La guerra delle “ Terre rare”. «Il Medio Oriente ha il petrolio, la Cina ha le terre rare». Questa espressione attribuita a Deng Xiaoping, il famoso leader della modernizzazione della Repubblica Popolare, spiega bene l’approccio di Pechino per quelle che sono le materie prime strategiche dell’industria del futuro, le terre rare e che stanno diventando una risorsa chiave nel conflitto economico strategico che sta opponendo Usa e Cina.

La terre rare non sono così rare nella crosta terrestre. Anzi, esse sono abbastanza presenti sul nostro pianeta. Sono diffuse nelle formazioni di roccia. Pur tuttavia non sono facilmente disponibili. Ma che cosa sono?

Sono tante e sono importanti. Tutte assieme costituiscono un insieme di ben 17 elementi della tavola periodica. Si chiamano con denominazioni strane: lantanio, cerio, praseodimio, neodimio, samario, europio, gadolinio, terbio, disprosio, olmio, erbio, itterbio, lutezio. A queste si aggiungono altri elementi come l’ittrio e lo scandio.

Le terre rare non sono una realtà omogenea. Tutt’altro: si dividono in due categorie, le “terre rare leggere” e quelle “pesanti”. Queste ultime sono quelle più usate nell’industria dei beni ad alta tecnologia.

E qui arriviamo al punto sensibile. Le terre rare servono davvero per tante cose che ci piacciono. Sono indispensabili per le calamite e le ritroviamo nei motori delle auto elettriche ( qui iniziano le loro applicazioni “verdi”, quelle nel quadro della rivoluzione industriale di stampo ecologico prossima ventura) e nei generatori caratteristici delle pale eoliche a forte potenza.

Le tecnologie legate alla terre rare le ritroviamo in tantissimi beni che usiamo tutti i giorni anzi che sono diventati indispensabili per la nostra vita quotidiana e per l’economia avanzata: prodotti audio, sensori, dischi rigidi, e infine le lampade più moderne.

Ci sono terre rare in processi di raffinazione del petrolio, nell’industria del vetro, o ancora nelle marmitte catalitiche, nelle pile a combustibile, nei superconduttori ad alta temperatura, nelle nanotecnologie. Insomma in tutta l’industria dell’alta tecnologia, dove più dove meno, ci sono terre rare. Il lantanio, ad esempio, trova impiego nelle lenti ottiche di alta qualità o nel cracking del petrolio. Il cerio è un componente importanti di leghe fondamentali. Il praseodimio se la fa con i magneti permanenti. Il neodimio con il laser ( e tante altri beni). Il samario per laser e per il controllo dei reattori nucleari. Dobbiamo continuare? L’elenco è lunghissimo, ma vale la pena di ricordare ancora qualcosa: il terbio, ad esempio, è usato per le memorie ottiche dei computer, i componenti degli hard disk, le leghe magnetiche, mentre lo scandio per le super- leghe e l’ittrio per i superconduttori.

Righe:
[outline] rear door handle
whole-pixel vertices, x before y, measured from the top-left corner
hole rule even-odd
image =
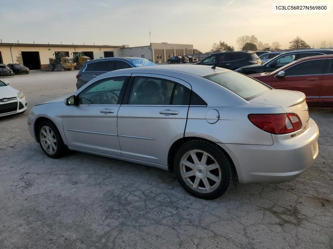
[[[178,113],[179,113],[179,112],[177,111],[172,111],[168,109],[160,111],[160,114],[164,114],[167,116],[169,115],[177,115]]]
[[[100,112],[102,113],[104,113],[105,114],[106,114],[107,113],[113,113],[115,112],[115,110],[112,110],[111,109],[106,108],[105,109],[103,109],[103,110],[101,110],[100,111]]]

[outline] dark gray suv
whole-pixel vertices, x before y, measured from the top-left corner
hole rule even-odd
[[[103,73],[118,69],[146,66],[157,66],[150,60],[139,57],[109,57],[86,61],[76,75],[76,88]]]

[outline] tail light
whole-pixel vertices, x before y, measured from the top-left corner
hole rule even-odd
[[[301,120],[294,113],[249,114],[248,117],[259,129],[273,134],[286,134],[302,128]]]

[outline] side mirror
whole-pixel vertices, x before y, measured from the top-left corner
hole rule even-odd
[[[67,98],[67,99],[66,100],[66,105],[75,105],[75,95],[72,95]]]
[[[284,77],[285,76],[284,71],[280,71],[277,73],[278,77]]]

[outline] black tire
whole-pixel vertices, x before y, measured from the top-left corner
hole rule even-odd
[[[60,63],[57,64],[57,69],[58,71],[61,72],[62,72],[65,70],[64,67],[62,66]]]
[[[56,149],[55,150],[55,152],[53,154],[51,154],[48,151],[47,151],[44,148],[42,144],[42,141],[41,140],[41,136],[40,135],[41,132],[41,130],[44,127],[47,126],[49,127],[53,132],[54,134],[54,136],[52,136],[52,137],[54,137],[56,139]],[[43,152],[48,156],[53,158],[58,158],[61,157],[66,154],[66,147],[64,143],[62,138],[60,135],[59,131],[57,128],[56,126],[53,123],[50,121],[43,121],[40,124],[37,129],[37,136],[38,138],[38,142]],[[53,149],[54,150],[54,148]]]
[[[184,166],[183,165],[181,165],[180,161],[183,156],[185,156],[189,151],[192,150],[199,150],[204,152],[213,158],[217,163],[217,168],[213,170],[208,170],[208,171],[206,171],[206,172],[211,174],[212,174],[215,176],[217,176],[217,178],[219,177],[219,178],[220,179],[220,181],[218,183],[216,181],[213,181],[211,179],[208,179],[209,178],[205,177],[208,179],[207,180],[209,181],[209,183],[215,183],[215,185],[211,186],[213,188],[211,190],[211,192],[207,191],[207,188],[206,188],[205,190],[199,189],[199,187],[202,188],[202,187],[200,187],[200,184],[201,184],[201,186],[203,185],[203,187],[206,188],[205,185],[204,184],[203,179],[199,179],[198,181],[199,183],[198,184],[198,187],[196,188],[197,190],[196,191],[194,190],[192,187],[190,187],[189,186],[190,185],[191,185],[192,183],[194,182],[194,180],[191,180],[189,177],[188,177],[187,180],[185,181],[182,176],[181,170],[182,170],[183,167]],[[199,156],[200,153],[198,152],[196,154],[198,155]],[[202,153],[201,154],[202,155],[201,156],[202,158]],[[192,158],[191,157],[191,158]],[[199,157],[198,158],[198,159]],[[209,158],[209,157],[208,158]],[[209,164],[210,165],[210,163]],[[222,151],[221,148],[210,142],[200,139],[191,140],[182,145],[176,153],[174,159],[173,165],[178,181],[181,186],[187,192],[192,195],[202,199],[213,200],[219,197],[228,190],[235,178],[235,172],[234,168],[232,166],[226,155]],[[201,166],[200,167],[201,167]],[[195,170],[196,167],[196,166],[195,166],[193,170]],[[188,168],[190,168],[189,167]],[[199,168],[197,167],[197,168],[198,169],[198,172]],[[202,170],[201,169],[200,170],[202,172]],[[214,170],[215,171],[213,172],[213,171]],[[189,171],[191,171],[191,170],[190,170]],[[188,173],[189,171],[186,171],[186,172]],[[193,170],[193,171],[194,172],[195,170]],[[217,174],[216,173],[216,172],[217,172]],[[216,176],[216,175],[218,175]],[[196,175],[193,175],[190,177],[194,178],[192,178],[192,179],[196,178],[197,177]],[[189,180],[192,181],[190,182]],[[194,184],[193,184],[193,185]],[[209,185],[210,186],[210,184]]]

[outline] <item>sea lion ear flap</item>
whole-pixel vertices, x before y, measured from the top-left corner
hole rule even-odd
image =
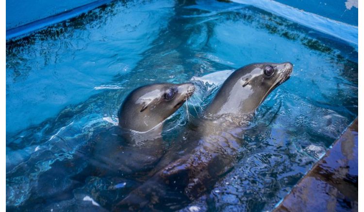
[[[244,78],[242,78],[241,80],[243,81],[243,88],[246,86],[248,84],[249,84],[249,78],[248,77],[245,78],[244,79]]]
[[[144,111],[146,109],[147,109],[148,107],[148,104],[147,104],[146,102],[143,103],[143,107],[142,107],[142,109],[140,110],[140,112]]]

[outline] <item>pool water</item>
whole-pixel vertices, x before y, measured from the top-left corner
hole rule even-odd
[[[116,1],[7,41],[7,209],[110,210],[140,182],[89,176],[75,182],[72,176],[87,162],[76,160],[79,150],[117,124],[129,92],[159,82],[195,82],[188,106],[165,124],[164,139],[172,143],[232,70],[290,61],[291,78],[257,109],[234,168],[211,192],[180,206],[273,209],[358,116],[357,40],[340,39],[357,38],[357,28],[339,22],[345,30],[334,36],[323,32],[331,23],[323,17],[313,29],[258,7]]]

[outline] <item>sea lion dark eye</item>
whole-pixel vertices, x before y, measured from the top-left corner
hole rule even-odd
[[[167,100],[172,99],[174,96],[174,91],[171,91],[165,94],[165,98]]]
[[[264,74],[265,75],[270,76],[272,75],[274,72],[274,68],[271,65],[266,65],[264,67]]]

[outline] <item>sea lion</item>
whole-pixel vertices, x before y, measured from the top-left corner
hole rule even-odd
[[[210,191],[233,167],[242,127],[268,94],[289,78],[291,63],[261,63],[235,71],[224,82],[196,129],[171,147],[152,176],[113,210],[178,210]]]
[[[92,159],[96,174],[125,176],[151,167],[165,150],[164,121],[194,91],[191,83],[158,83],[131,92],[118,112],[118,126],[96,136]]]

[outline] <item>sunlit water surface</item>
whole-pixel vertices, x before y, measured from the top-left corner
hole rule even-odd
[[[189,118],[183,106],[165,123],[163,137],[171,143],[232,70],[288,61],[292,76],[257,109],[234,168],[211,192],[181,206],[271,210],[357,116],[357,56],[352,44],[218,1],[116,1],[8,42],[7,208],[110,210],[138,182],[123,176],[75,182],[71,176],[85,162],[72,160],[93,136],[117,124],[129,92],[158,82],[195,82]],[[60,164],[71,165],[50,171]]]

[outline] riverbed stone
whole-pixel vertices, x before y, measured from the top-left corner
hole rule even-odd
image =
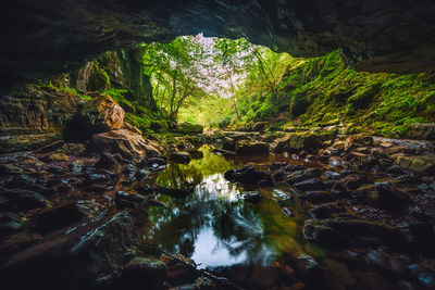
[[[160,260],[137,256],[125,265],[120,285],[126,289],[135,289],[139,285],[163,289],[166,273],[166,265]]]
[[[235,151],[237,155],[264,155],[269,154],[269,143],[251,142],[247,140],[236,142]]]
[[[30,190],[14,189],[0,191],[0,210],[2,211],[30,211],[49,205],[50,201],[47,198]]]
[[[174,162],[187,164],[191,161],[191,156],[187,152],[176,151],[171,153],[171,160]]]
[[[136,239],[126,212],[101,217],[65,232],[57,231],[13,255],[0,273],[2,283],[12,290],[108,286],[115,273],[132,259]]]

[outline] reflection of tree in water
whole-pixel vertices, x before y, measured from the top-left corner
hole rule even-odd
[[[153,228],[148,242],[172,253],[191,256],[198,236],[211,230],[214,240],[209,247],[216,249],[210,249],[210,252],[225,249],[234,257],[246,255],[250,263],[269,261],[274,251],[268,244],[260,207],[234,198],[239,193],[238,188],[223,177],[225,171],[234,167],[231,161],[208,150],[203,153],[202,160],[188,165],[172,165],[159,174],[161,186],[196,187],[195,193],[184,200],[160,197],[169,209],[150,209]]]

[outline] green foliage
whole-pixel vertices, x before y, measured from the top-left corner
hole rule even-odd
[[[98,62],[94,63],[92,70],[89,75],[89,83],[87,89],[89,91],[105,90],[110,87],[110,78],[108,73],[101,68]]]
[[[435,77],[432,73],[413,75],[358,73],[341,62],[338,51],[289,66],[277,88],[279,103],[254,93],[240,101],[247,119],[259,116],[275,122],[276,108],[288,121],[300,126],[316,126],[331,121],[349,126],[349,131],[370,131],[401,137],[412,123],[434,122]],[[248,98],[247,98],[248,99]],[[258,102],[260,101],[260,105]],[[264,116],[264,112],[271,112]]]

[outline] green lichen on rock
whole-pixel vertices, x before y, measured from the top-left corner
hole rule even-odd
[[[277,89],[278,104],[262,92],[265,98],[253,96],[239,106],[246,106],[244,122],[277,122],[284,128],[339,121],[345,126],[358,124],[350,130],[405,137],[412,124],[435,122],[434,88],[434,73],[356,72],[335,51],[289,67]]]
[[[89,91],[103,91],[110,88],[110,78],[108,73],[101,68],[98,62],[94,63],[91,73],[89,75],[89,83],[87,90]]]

Breve compito:
Stabilisci se ciascuna affermazione seguente concorda con il testo sulle terre rare, rispondendo sì o no e riportando tra virgolette le parole del testo che lo decidono.
1. Le terre rare sono scarse nella crosta terrestre.
2. Le terre rare pesanti sono le più usate nell'industria dei beni ad alta tecnologia.
3. Il terbio è usato per i superconduttori.

Risposta finale:
1. No: "Anzi, esse sono abbastanza presenti sul nostro pianeta."
2. Sì: "Queste ultime sono quelle più usate nell’industria dei beni ad alta tecnologia."
3. No: "il terbio, ad esempio, è usato per le memorie ottiche dei computer, i componenti degli hard disk, le leghe magnetiche, mentre lo scandio per le super- leghe e l’ittrio per i superconduttori."